Instructions.
A. Write out the passage of the Parler antitrust discussion starting with "Because essentially, I" and going on through "jump off of.".
B. Continue the discussion of the Parler takedown from the point where it stops.

Page text.
Professor Bill Murphy discusses the possible antitrust implications to the takedown of the independent social media network Parler. This is The Legal Impact presented by the University of New Hampshire Franklin Pierce School of Law. Now accepting applications for JD graduate programs and online professional certificates. Learn more and apply at law.unh.edu. Opinions discussed are solely the opinion of the faculty or your hosts and do not constitute legal advice or necessarily represent the official views of the University of New Hampshire.

A. J. Kierstead:

So Bill, before we dive into the legality of what happened, just to give a super basic overview, Parler is an independent social media network with a large portion of their users being right-wing and a lot of them previously removed from more mainstream social media providers like Twitter or Facebook. In the wake of the Trump-supporting protests and breaking into the United States Capitol, Amazon, which is Parler's host, took down that service. Bill, what happened after that?

William Murphy:

Okay, well, first I wanted to just say that I want to point out that a free democracy depends on adherence to the rule of law. And I'm glad to see that this dispute is happening in the courts with the rules of evidence and with legal principles that are argued by both sides, rather than by violence in the streets. But this case also is more than this case. This has a lot in common with what we've seen in a number of places where there's increasing concerns about the power exercised in the marketplace by a small number of technology giants. We've had congressional hearings, we've had European hearings on this, we've had a number of cases as you know. The FTC and the Department of Justice, as well as a number of states, have sued various players in this marketplace. We have a private plaintiff complaining about the actions taken against them by one of these tech giants.

A. J. Kierstead:

Because essentially, I mean, these tech giants holds, I don't want to say a monopoly, but essentially it feels like a monopoly when it comes to the end user. Very few of these services have competitors that are at their level and when it comes to Amazon Web Services, there's Azure, there's a couple others, but there's very few alternatives that people can just jump off of.

William Murphy:

Yeah, I think this is the essence of why we see more antitrust cases. I mean, to be honest, for a number of years, this was kind of a sleepy area of the law. And it's almost like every week, you see another case that has an antitrust element to it. It should be pointed out that Parler's complaint had more than just antitrust, it had interference with trust relationship, breach of contract, and other causes of action. But I'd like to focus just on the antitrust parts. And first of all, it's important to kind of point out here that Parler and Amazon are not competitors. Parler is a customer and it buys a service from Amazon and that service is cloud hosting of its social media network on something that a lot of people don't remember that Amazon is a major player in, and that is web hosting services. AWS, Amazon Web Services is one of the big players in that area.

Entries.
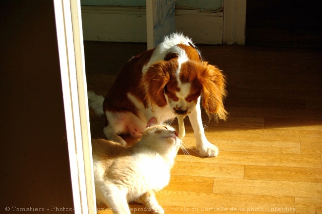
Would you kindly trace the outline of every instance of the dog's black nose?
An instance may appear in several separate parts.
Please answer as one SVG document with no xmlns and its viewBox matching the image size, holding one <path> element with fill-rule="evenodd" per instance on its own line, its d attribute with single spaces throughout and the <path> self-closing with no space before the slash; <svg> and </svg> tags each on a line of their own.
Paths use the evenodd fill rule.
<svg viewBox="0 0 322 214">
<path fill-rule="evenodd" d="M 180 115 L 184 115 L 187 113 L 187 110 L 182 110 L 181 109 L 175 109 L 176 113 Z"/>
</svg>

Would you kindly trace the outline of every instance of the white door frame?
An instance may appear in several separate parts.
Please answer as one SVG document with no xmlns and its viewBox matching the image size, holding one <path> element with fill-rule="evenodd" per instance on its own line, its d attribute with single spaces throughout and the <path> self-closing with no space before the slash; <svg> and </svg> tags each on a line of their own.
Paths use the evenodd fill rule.
<svg viewBox="0 0 322 214">
<path fill-rule="evenodd" d="M 80 0 L 54 0 L 75 213 L 96 213 Z"/>
<path fill-rule="evenodd" d="M 244 44 L 246 0 L 223 0 L 224 44 Z"/>
</svg>

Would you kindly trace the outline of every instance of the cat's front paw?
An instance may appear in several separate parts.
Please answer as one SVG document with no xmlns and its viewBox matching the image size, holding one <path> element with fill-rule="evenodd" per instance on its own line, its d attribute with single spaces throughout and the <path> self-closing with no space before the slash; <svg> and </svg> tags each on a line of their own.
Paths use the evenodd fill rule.
<svg viewBox="0 0 322 214">
<path fill-rule="evenodd" d="M 208 141 L 201 144 L 198 149 L 199 153 L 203 157 L 217 157 L 219 152 L 218 148 Z"/>
</svg>

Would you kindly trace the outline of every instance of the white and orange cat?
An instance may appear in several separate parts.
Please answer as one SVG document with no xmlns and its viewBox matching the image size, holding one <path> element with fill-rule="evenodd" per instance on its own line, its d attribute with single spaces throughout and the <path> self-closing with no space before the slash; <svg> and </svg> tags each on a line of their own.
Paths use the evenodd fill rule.
<svg viewBox="0 0 322 214">
<path fill-rule="evenodd" d="M 148 122 L 142 138 L 131 147 L 92 140 L 96 199 L 115 214 L 130 214 L 128 203 L 141 203 L 163 214 L 154 193 L 169 183 L 170 171 L 182 141 L 171 127 Z"/>
</svg>

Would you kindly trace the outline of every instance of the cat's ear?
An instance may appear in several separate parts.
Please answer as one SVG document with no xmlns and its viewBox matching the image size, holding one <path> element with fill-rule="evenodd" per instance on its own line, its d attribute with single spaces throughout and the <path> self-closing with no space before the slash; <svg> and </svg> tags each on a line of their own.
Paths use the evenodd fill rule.
<svg viewBox="0 0 322 214">
<path fill-rule="evenodd" d="M 152 127 L 153 126 L 155 126 L 157 124 L 158 124 L 158 121 L 157 120 L 157 118 L 155 117 L 151 117 L 150 118 L 150 120 L 148 121 L 148 124 L 146 126 L 146 128 L 148 128 L 149 127 Z"/>
</svg>

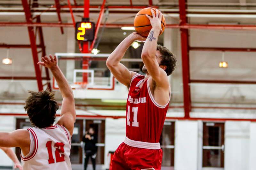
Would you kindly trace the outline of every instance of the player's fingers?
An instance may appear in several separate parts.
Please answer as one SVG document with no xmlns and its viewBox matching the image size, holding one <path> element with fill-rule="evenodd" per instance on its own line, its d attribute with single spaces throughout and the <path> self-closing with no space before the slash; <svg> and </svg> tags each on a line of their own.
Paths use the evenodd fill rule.
<svg viewBox="0 0 256 170">
<path fill-rule="evenodd" d="M 151 13 L 152 14 L 152 16 L 153 16 L 153 18 L 154 18 L 156 17 L 156 14 L 155 14 L 155 13 L 154 13 L 154 11 L 153 11 L 153 10 L 152 9 L 151 10 Z"/>
<path fill-rule="evenodd" d="M 45 60 L 45 57 L 42 57 L 42 61 L 44 63 L 48 63 L 48 62 Z"/>
<path fill-rule="evenodd" d="M 44 66 L 45 66 L 45 63 L 41 61 L 40 61 L 37 63 L 37 64 L 39 65 L 41 65 Z"/>
<path fill-rule="evenodd" d="M 44 59 L 48 63 L 50 63 L 50 61 L 50 61 L 50 59 L 49 59 L 49 58 L 47 57 L 47 56 L 44 57 Z"/>
<path fill-rule="evenodd" d="M 51 61 L 53 61 L 53 59 L 52 58 L 52 55 L 49 55 L 49 56 L 50 57 L 50 59 L 51 59 Z"/>
<path fill-rule="evenodd" d="M 147 17 L 147 18 L 148 18 L 148 19 L 149 19 L 149 20 L 150 20 L 150 19 L 151 19 L 151 17 L 149 17 L 149 16 L 147 14 L 146 14 L 146 17 Z"/>
<path fill-rule="evenodd" d="M 163 15 L 163 14 L 162 13 L 162 12 L 161 11 L 159 13 L 159 16 L 158 16 L 158 18 L 162 20 L 162 16 Z"/>
</svg>

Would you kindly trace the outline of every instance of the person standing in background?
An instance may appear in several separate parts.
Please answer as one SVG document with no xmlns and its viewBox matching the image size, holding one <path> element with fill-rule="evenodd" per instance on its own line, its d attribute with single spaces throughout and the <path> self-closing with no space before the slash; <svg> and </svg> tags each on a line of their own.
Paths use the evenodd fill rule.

Answers in order.
A.
Because essentially, I mean, these tech giants holds, I don't want to say a monopoly, but essentially it feels like a monopoly when it comes to the end user. Very few of these services have competitors that are at their level and when it comes to Amazon Web Services, there's Azure, there's a couple others, but there's very few alternatives that people can just jump off of.

B.
William Murphy:

So they wanted to have their network serviced by Amazon and Amazon said, "You can't be a customer." So it's not the usual thing where big companies crushing a competitor. They are saying to a customer, "No, you can't use our services." Now, in the complaint, Parler had to kind of make out this competitor argument, so they argued that Amazon was acting in concert with Twitter, who is a competitor and that because they had a contract with Twitter, Twitter is also hosted by Amazon, so Amazon sells its web hosting services to Twitter, and sold it to Parler before this. And Parler is arguing that denying Parler's use of the Amazon cloud was because they were acting in concert with Twitter. Now, because Parler is focusing on that particular claim, they only charged Amazon with violating Sherman 1 of the antitrust laws. And perhaps it's useful here to talk a little bit about the antitrust statutes again.

A. J. Kierstead:

Yes please, especially what specifically you mean by Sherman 1.

William Murphy:

Yeah. So yeah, I'm talking antitrust talk, shortcuts. The core antitrust statute is the Sherman Act and this was passed in 1890 to deal with the concentration of economic power that resulted from the Industrial Revolution that had transformed what had been an agricultural society in this country that existed when the country was formed in the 1790s to an industrial powerhouse 100 years later. And I might note that we are experiencing a similar transformation as we become increasingly a digital information economy with new titans of industry and high concentrations of power. The John Rockefellers, Andrew Carnegies, and JP Morgans have been replaced by Jeff Bezos, Mark Zuckerberg, and Elon Musk. So you see a similarity, there's concentration of power, vast accumulations of wealth, and then concern that that power is being used in ways that some people might not be happy with.

William Murphy:

Now, Amazon quickly filed its response and they correctly point out in its response to the complaint that in order to violate Sherman 1, you need an agreement and that agreement needs to harm competition. Rather than taking a whole antitrust course here in our few minutes, harm to competition is not what people usually think, it's harm to the overall operation of competition in the marketplace, not harm to an individual competitor. And I'd like to just focus on this for a second. There's a classic case that we teach in antitrust classes from the 1400s. And it's a schoolmaster who is operating in a small town and has the only school in town and a new schoolmaster arrives and sets up a new school in competition with the original schoolmaster. And so the original schoolmaster files a lawsuit, he complains that his business has been harmed, which is demonstrably true. He lost students and he had to lower his prices due to the actions of the new schoolmaster. And the court in this early case is beginning to understand that this is harm caused by competition, not harm to competition.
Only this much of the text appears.